▶ [Geciteerde passage]

########################################

Ze waren één en al oor en ze zagen weer mogelijkheden voor de toekomst. Bovendien, voor het eerst sinds jaren, kon Deming zijn verhaal kwijt. En hoe! Hij had de volledige aandacht van de hele top. Zonder uitzondering. Iets wat hem in zijn eigen land maar niet lukte. Er ontstond een bijzondere en succesvolle relatie tussen Deming en Japan, die de wereld zou veranderen en die tot op de dag van vandaag is te herkennen in de Japanse onderscheiding voor kwaliteitsmanagement: De Deming Prize.

Continue verbeteren

De Japanners hadden weinig bedenktijd nodig en Deming begon aan zijn tour door het land. In enkele jaren hield hij vele lezingen en organiseerde hij trainingen door het hele land. Duizenden en duizenden managers werden getraind in zijn kwaliteitstheorieën. Eerst de presidenten, daarna de topmanagers en vervolgens de rest van de managementlagen.

########################################

▶ [Gegeven rijen]
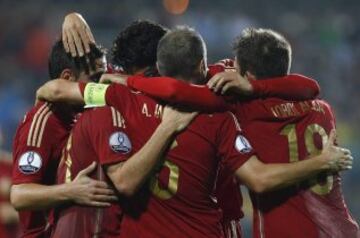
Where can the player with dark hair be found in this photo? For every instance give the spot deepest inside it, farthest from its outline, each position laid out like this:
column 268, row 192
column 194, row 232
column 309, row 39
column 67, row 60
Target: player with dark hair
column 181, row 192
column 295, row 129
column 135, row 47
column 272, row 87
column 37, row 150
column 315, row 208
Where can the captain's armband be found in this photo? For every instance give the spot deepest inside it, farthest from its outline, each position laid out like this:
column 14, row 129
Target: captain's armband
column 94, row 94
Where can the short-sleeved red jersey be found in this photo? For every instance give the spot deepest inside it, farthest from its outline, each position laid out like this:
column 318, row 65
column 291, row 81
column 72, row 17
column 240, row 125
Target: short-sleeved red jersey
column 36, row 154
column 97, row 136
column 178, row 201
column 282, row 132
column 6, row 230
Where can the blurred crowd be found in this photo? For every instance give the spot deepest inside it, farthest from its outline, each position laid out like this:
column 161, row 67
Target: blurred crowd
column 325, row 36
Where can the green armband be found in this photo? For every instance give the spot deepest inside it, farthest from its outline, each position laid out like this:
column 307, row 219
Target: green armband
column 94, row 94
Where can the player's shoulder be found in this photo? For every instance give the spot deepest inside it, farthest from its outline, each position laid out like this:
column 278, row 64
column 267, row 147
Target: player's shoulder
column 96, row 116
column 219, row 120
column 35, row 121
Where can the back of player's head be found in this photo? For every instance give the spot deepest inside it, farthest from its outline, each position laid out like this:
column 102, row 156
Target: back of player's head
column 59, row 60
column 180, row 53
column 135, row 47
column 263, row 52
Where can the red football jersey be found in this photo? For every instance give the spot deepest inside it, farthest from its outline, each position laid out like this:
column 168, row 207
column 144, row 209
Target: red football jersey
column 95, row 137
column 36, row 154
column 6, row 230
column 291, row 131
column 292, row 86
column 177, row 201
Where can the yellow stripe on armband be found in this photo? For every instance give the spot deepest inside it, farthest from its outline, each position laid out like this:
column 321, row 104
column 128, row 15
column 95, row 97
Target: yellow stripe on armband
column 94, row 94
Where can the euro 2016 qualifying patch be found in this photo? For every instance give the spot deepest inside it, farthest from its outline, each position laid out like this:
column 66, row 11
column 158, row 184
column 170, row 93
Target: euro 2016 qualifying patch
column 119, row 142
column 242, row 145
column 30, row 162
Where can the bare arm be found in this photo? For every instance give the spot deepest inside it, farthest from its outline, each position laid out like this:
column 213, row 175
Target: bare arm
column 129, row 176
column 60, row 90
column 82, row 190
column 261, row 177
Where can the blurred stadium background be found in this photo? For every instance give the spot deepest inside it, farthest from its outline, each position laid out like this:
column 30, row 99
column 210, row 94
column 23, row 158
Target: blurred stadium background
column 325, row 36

########################################

▶ [Opdrachten]
1. Hoe heet de Japanse onderscheiding voor kwaliteitsmanagement volgens de tekst over Deming in Japan?
2. Verander het stuk van de tekst over Deming in Japan van "Ze waren één" tot en met "De Deming Prize.": zet "belangstelling" in de plaats van "aandacht" en schrijf het stuk opnieuw uit.
3. Zet de tekst over Deming in Japan voort na de laatste zin.

▶ [Resultaten per opdracht]
1. De Deming Prize.

2.
Ze waren één en al oor en ze zagen weer mogelijkheden voor de toekomst. Bovendien, voor het eerst sinds jaren, kon Deming zijn verhaal kwijt. En hoe! Hij had de volledige belangstelling van de hele top. Zonder uitzondering. Iets wat hem in zijn eigen land maar niet lukte. Er ontstond een bijzondere en succesvolle relatie tussen Deming en Japan, die de wereld zou veranderen en die tot op de dag van vandaag is te herkennen in de Japanse onderscheiding voor kwaliteitsmanagement: De Deming Prize.

3.
Zijn lezingen gingen over de rol en de verantwoordelijkheden van het management, over natuurlijke oorzaken van variatie en bijzondere oorzaken van variatie, over zingeving, motivatie en vooral over het wegnemen van non-kwaliteit. Japan was begonnen aan een wedstrijd, die de wereld op haar grondvesten zou doen trillen. Tot op de dag van vandaag. Bedenk hoe bijzonder het is dat zo’n klein land dominant meespeelt als economische wereldspeler. De reden: ze passen kwaliteitsmanagement toe zoals het is bedoeld en dat heeft weinig te maken met een ISO 9001 certificaat.

Aankoopbesluiten op basis van nieuwe criteria

Soms worden dromen werkelijkheid, maar voor de Amerikanen werd het een nachtmerrie. Het bleek een boze droom en koninkrijken als Ford Company en General Motors zagen enorme hoeveelheden geld wegstromen en kwamen in heel zwaar weer. Hun bestaansrecht stond zelfs ter discussie. Welke toegevoegde waarde hadden ze nog als de Amerikaanse consumenten Japanse auto’s gingen kopen? Producten die goedkoper waren en ook van betere kwaliteit!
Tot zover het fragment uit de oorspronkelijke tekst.